(Entries for bounding-box labeling)
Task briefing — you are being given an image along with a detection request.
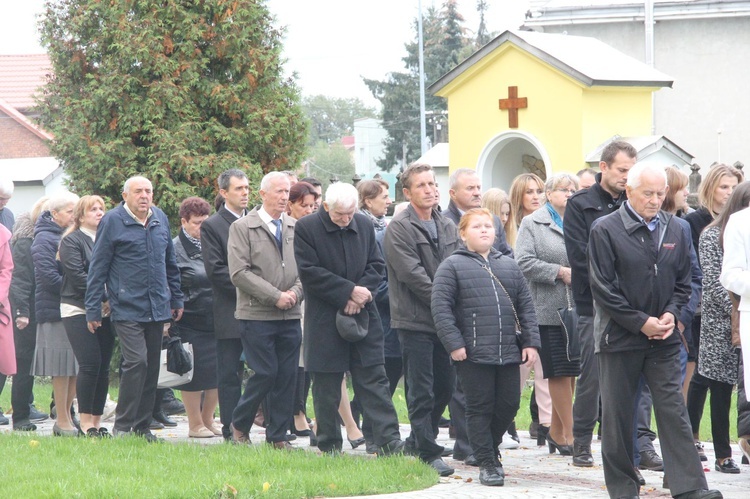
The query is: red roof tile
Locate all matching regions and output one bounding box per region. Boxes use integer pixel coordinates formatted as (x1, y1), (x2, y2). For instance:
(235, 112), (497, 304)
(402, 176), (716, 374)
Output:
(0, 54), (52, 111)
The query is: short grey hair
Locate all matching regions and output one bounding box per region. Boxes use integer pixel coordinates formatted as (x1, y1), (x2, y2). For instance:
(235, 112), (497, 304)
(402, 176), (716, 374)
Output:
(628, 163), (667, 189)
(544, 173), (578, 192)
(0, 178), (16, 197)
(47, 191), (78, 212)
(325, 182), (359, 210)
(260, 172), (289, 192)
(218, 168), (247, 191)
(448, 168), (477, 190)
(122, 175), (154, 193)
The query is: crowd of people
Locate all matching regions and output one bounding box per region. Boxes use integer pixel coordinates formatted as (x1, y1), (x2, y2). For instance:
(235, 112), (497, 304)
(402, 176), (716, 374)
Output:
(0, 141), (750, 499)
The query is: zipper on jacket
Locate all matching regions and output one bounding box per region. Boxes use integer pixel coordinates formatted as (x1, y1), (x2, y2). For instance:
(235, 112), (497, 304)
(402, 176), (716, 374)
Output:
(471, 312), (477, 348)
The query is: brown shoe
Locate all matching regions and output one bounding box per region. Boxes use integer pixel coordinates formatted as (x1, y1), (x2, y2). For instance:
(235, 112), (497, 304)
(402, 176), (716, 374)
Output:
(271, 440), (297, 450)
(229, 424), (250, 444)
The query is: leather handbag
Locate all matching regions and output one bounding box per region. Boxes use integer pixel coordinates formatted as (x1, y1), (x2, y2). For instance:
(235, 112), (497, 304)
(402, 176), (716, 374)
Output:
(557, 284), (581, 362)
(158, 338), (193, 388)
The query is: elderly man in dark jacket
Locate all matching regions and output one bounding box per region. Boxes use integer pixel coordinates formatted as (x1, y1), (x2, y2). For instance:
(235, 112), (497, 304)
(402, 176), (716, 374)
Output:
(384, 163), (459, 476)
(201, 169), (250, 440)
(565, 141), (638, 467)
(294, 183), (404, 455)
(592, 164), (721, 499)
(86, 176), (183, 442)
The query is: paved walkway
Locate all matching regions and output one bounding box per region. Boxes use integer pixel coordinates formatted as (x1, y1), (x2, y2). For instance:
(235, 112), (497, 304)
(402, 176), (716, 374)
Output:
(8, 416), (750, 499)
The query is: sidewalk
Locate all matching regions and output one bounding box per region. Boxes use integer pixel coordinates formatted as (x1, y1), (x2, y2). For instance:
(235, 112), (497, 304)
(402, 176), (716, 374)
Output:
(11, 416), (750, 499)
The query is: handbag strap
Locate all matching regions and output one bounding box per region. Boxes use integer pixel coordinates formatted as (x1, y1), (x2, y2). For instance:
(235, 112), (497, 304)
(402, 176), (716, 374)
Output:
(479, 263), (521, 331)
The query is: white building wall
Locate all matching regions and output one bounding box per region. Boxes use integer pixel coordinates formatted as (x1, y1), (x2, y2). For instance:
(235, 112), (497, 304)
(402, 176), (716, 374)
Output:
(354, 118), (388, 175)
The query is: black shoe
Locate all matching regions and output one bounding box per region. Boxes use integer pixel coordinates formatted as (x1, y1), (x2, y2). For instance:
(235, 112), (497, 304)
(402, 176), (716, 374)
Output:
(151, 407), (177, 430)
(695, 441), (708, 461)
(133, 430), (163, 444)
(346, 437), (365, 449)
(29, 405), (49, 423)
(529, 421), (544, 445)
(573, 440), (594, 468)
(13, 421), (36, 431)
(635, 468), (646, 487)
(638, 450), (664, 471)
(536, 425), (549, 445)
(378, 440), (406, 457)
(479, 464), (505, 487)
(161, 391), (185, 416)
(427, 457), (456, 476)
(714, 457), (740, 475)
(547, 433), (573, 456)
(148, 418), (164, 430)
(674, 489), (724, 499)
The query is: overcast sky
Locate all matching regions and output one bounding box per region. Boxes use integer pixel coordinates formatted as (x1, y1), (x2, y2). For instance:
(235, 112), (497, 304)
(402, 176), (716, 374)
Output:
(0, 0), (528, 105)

...

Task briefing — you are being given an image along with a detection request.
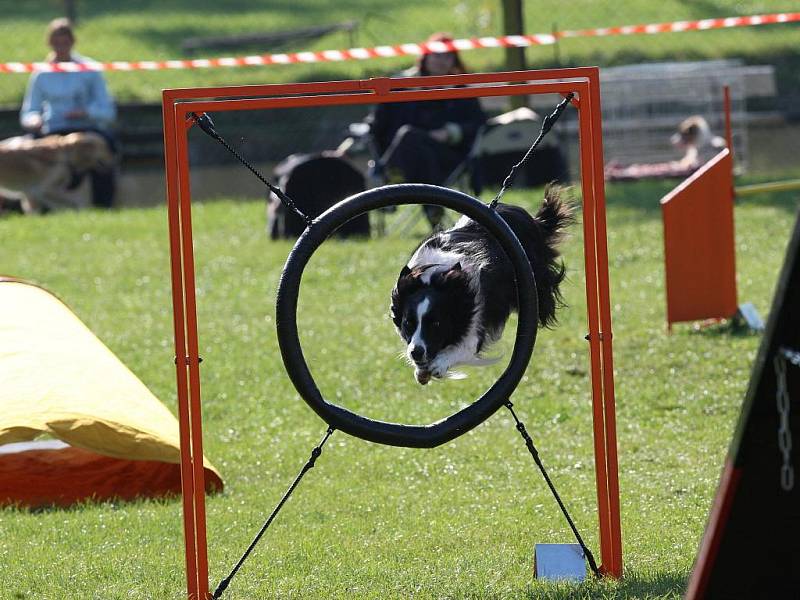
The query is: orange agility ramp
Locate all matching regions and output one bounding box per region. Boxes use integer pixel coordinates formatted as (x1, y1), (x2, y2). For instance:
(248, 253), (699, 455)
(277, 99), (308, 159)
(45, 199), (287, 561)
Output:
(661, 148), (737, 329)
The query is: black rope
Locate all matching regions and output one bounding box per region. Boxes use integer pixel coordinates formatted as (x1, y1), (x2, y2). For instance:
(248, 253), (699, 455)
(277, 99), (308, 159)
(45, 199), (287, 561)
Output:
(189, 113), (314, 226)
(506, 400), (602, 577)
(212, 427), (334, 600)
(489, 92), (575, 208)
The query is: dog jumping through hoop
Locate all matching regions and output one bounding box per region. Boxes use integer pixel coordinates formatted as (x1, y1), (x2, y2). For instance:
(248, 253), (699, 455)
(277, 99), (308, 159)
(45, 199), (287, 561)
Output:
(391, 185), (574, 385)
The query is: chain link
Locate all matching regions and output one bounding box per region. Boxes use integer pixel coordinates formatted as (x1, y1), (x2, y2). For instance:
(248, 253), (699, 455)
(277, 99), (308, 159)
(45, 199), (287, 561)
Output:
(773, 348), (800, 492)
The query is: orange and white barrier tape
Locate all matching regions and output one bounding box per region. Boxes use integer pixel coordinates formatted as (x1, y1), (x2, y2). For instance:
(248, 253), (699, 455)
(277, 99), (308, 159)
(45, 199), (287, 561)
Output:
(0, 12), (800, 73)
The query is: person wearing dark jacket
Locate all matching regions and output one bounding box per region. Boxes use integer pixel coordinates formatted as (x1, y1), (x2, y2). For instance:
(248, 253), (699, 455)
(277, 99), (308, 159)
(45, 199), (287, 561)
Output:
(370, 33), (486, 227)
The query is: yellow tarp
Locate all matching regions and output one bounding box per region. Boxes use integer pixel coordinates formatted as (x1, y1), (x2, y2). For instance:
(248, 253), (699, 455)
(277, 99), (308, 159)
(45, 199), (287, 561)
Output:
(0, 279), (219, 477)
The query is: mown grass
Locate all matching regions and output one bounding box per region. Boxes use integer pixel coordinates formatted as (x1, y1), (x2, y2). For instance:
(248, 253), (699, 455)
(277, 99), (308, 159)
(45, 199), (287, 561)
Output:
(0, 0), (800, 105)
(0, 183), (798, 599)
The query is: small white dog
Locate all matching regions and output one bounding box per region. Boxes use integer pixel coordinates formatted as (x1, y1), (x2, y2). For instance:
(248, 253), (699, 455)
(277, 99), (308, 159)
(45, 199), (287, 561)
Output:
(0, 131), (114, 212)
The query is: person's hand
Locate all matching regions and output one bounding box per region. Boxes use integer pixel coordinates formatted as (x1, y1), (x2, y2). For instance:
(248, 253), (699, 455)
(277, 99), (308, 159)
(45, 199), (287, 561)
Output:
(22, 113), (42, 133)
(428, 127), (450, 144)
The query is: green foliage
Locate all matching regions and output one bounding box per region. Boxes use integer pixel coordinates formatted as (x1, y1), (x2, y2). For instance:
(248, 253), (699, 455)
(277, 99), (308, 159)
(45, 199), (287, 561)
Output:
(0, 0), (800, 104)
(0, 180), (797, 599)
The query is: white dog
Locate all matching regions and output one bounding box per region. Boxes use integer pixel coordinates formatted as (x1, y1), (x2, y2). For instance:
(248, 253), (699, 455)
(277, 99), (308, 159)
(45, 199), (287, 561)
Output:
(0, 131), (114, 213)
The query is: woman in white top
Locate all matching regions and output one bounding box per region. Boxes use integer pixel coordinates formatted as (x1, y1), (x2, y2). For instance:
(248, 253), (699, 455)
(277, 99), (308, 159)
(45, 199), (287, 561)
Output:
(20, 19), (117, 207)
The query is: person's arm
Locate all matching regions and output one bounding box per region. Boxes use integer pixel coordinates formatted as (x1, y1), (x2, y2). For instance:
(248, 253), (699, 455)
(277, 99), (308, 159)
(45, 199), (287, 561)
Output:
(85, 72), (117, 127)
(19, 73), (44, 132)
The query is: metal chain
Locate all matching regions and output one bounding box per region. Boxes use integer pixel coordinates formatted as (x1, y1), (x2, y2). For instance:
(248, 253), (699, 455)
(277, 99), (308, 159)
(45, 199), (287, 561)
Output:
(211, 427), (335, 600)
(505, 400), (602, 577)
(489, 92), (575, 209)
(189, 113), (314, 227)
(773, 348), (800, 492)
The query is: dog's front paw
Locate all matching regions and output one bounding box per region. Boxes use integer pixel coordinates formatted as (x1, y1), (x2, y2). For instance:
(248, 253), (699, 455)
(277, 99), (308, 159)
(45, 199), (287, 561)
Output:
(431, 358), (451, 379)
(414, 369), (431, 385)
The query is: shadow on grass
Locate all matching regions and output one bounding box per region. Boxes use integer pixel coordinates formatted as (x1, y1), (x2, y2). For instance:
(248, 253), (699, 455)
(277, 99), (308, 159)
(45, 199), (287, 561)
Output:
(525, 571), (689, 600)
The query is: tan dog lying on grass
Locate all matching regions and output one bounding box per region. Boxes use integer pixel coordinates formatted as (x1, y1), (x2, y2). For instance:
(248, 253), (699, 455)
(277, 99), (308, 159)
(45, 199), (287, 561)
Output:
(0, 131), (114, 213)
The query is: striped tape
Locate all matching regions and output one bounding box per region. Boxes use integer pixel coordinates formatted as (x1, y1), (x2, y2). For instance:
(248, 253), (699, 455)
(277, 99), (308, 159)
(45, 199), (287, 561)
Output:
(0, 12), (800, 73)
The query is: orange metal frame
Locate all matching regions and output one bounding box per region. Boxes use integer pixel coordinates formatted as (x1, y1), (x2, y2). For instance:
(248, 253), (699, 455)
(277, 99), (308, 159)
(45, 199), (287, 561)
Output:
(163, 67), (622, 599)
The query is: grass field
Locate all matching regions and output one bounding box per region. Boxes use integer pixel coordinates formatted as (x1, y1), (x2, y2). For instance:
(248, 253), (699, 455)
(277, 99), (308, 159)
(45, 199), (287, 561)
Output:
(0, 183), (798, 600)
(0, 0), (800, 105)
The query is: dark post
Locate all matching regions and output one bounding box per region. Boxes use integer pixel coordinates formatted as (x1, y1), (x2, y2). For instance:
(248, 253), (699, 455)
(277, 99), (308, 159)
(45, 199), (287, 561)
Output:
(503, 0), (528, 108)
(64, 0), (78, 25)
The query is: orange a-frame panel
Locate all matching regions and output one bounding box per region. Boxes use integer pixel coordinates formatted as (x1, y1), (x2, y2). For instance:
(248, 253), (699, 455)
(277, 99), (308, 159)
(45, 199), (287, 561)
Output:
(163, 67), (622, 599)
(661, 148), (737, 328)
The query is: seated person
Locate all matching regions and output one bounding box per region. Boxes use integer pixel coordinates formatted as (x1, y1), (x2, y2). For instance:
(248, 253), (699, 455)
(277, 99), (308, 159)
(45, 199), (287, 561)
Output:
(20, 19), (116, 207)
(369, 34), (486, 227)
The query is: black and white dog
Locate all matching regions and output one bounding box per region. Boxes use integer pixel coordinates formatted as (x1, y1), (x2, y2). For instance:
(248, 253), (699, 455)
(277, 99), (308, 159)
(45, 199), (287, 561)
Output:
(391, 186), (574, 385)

==

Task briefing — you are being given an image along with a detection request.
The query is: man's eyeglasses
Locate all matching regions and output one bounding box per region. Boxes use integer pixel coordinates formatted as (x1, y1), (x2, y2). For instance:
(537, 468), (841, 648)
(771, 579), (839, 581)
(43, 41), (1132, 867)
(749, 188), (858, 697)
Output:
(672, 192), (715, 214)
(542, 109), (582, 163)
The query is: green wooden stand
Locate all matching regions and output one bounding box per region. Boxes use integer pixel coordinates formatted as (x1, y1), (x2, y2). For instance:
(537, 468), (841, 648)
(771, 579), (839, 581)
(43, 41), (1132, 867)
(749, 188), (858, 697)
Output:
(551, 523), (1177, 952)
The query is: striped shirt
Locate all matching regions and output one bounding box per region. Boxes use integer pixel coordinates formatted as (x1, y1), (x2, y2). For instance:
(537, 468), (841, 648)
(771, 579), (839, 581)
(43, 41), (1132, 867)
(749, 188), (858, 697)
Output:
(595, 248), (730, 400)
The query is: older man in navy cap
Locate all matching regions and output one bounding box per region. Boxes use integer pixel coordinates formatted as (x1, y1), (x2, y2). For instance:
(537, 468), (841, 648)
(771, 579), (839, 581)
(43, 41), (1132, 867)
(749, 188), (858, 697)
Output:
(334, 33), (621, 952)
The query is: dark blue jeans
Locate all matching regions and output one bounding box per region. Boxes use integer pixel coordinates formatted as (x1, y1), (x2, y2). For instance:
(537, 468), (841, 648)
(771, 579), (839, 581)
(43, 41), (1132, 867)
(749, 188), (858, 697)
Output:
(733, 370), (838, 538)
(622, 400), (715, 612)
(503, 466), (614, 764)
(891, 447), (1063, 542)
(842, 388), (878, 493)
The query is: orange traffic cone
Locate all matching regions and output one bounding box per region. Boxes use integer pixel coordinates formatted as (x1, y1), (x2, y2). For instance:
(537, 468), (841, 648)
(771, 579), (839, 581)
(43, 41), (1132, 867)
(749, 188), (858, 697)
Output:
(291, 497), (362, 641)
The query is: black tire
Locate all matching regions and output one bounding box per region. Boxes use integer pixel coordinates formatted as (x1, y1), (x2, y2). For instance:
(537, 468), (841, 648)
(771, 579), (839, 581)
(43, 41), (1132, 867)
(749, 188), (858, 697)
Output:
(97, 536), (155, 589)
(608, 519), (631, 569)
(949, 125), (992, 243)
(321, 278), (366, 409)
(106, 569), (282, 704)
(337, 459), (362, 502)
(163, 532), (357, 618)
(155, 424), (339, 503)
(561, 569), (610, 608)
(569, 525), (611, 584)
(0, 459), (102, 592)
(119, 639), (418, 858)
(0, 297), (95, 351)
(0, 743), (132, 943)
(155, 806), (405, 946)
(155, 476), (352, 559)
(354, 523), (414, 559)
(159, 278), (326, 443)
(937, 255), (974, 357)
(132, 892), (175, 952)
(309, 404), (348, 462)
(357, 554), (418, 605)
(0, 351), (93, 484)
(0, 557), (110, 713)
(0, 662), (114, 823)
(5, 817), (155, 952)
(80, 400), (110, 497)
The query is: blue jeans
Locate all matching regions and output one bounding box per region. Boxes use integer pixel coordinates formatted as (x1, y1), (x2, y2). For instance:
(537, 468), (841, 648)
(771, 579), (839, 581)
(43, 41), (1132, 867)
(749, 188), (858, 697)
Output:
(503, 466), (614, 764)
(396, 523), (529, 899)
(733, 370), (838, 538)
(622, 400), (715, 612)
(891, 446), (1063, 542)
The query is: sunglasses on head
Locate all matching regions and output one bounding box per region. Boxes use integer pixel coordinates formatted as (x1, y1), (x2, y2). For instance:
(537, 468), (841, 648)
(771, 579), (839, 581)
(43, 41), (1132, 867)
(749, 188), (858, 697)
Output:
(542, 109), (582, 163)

Exercise aim. Retype the lines exactly, beginning at the line that contains "The query is: black shoe" and stopping after the line that contains "(133, 430), (163, 444)".

The result.
The query is: black shoe
Locate all matching regions and output one bounding box per region. Boxes use integer pixel coordinates formatted as (x1, y1), (x2, y2). For instance:
(235, 112), (497, 304)
(402, 176), (716, 374)
Output:
(151, 407), (177, 430)
(695, 441), (708, 461)
(133, 430), (163, 444)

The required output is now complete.